→ **Exercise passage**:
►

Health professionals confirm death in 1998 Guatemala execution. (c) Jorge Uzon

Health professionals confirm death in 1998 Guatemala execution. (c) Jorge Uzon

Ohio’s botched and failed execution of Romell Broom, which has led to the postponement of all the Buckeye State’s execution plans – at least for this year – has created another problem for the state.  It seems that when you are doing something morally repugnant, like putting a human being to death with lethal chemicals, those with ethics don’t want to help you.  So, as Ohio looks for ways to improve its ability to kill prisoners without embarrassing mishaps, it is not surprising that they are having a hard time finding a respectable member of the medical profession who is willing to help them.  Killing someone, it seems, is somewhat of a violation of the whole “do no harm” code of ethics to which health professionals are bound.

According to an AP report, on Friday, Ohio’s Attorney General Richard Cordray filed a brief with a federal District Court explaining that “ethical and professional considerations are deterring doctors and others from offering advice about lethal injection.”

◄

→ **Task A**:
In the passage on Ohio's execution problems, who filed a brief with a federal District Court?
→ **Task B**:
Copy the passage on Ohio's execution problems from "Ohio’s botched and" up to and including "professionals are bound.", swapping "lethal chemicals" for "toxic drugs".

Image point grounding data:

►

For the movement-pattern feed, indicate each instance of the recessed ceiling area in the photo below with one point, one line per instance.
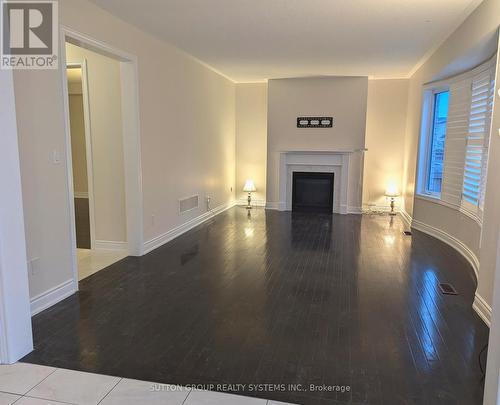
(263, 39)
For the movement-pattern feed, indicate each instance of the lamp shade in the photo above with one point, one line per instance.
(249, 186)
(391, 191)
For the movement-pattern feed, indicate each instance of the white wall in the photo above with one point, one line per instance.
(489, 280)
(479, 28)
(251, 139)
(15, 322)
(104, 93)
(344, 98)
(187, 124)
(385, 133)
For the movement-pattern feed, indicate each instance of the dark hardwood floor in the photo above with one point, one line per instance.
(281, 298)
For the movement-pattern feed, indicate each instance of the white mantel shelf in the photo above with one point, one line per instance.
(336, 162)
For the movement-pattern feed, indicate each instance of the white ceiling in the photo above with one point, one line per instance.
(254, 40)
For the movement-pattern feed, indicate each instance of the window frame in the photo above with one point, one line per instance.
(427, 135)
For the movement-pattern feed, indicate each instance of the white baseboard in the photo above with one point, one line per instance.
(81, 194)
(52, 296)
(455, 243)
(407, 219)
(275, 205)
(110, 245)
(255, 203)
(160, 240)
(482, 308)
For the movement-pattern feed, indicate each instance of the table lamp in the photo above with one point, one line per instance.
(392, 192)
(249, 188)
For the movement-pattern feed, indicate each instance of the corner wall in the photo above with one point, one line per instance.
(187, 124)
(455, 227)
(251, 139)
(385, 134)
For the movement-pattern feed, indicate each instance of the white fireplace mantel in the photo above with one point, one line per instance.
(336, 162)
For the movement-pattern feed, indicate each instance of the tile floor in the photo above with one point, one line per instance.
(91, 261)
(30, 384)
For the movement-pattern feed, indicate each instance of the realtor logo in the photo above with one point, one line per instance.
(29, 35)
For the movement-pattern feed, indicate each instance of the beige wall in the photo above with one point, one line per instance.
(108, 176)
(478, 28)
(251, 139)
(491, 218)
(385, 133)
(344, 98)
(78, 147)
(187, 123)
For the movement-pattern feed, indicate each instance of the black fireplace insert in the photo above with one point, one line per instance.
(312, 192)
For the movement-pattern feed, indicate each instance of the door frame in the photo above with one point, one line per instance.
(131, 139)
(88, 144)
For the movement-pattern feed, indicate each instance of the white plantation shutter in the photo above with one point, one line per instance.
(476, 152)
(487, 142)
(456, 132)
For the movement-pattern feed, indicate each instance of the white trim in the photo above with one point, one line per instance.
(455, 207)
(81, 194)
(69, 159)
(88, 149)
(110, 245)
(337, 162)
(255, 203)
(53, 296)
(367, 208)
(160, 240)
(276, 205)
(88, 145)
(482, 309)
(406, 218)
(450, 240)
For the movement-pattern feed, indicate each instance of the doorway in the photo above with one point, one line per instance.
(103, 154)
(92, 255)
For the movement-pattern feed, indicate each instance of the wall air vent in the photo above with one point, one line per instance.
(447, 289)
(188, 204)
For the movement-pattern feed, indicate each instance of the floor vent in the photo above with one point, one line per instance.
(188, 204)
(447, 289)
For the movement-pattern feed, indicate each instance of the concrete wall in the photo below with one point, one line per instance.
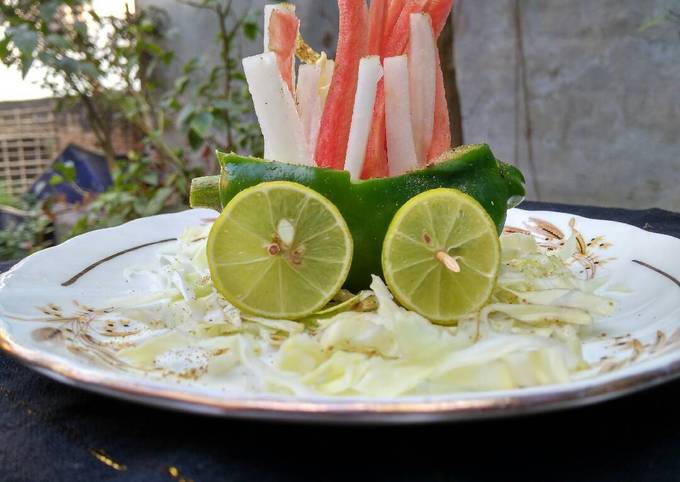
(569, 90)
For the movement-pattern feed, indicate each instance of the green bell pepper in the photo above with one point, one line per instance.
(369, 206)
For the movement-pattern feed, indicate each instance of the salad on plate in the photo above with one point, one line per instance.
(364, 256)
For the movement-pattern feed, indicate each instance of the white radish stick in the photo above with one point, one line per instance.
(422, 68)
(281, 31)
(312, 90)
(309, 102)
(370, 73)
(401, 149)
(284, 137)
(268, 10)
(327, 70)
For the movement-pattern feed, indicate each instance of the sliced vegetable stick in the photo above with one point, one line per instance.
(422, 68)
(337, 115)
(275, 108)
(282, 28)
(376, 25)
(441, 135)
(268, 10)
(370, 73)
(397, 40)
(327, 71)
(312, 89)
(439, 11)
(309, 102)
(393, 11)
(401, 149)
(375, 163)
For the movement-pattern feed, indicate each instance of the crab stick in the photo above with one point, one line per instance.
(337, 115)
(422, 68)
(401, 148)
(281, 32)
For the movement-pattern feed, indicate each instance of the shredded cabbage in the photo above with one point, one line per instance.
(529, 333)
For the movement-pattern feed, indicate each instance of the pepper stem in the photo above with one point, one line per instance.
(205, 193)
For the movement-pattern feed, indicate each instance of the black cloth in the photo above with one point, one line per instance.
(53, 432)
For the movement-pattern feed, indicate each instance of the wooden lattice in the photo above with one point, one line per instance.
(28, 141)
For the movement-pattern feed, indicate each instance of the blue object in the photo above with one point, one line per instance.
(92, 175)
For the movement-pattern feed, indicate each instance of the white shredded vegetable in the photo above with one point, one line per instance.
(528, 334)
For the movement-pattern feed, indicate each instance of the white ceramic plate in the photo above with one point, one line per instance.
(636, 348)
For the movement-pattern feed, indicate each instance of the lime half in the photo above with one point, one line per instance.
(441, 255)
(279, 250)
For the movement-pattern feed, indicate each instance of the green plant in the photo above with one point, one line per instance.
(111, 66)
(28, 228)
(211, 104)
(670, 16)
(140, 188)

◄

→ **Exercise output A**:
Ohio's Attorney General Richard Cordray.

→ **Exercise output B**:
Ohio’s botched and failed execution of Romell Broom, which has led to the postponement of all the Buckeye State’s execution plans – at least for this year – has created another problem for the state.  It seems that when you are doing something morally repugnant, like putting a human being to death with toxic drugs, those with ethics don’t want to help you.  So, as Ohio looks for ways to improve its ability to kill prisoners without embarrassing mishaps, it is not surprising that they are having a hard time finding a respectable member of the medical profession who is willing to help them.  Killing someone, it seems, is somewhat of a violation of the whole “do no harm” code of ethics to which health professionals are bound.